▸ GIVEN RECORDS:
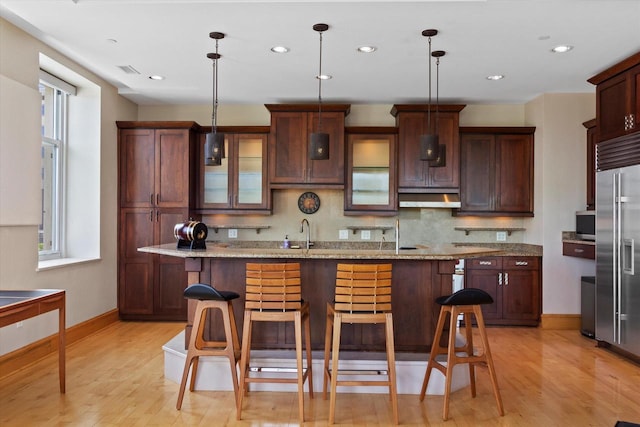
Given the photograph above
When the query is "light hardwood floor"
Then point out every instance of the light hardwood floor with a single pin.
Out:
(115, 378)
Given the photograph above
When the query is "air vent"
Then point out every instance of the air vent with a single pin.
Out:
(128, 69)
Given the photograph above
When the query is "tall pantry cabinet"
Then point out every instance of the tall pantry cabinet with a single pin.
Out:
(155, 167)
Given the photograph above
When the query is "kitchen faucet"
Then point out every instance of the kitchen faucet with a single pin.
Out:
(308, 231)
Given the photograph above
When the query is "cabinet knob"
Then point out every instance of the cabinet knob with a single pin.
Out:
(629, 122)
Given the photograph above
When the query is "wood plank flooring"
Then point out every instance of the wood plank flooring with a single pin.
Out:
(115, 378)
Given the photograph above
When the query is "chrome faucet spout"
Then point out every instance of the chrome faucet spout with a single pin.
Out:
(308, 242)
(397, 236)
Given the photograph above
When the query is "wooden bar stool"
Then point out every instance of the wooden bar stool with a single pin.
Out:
(363, 295)
(467, 302)
(273, 294)
(210, 299)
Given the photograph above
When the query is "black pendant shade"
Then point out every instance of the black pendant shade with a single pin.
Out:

▸ THE REQUEST: Find each line in the items above that contains the word "black" and copy those lines out in full. Case counts.

▸ THE RESPONSE:
When the query is "black pendant shade"
Then point out every instance of the black pendant shade with a single pin.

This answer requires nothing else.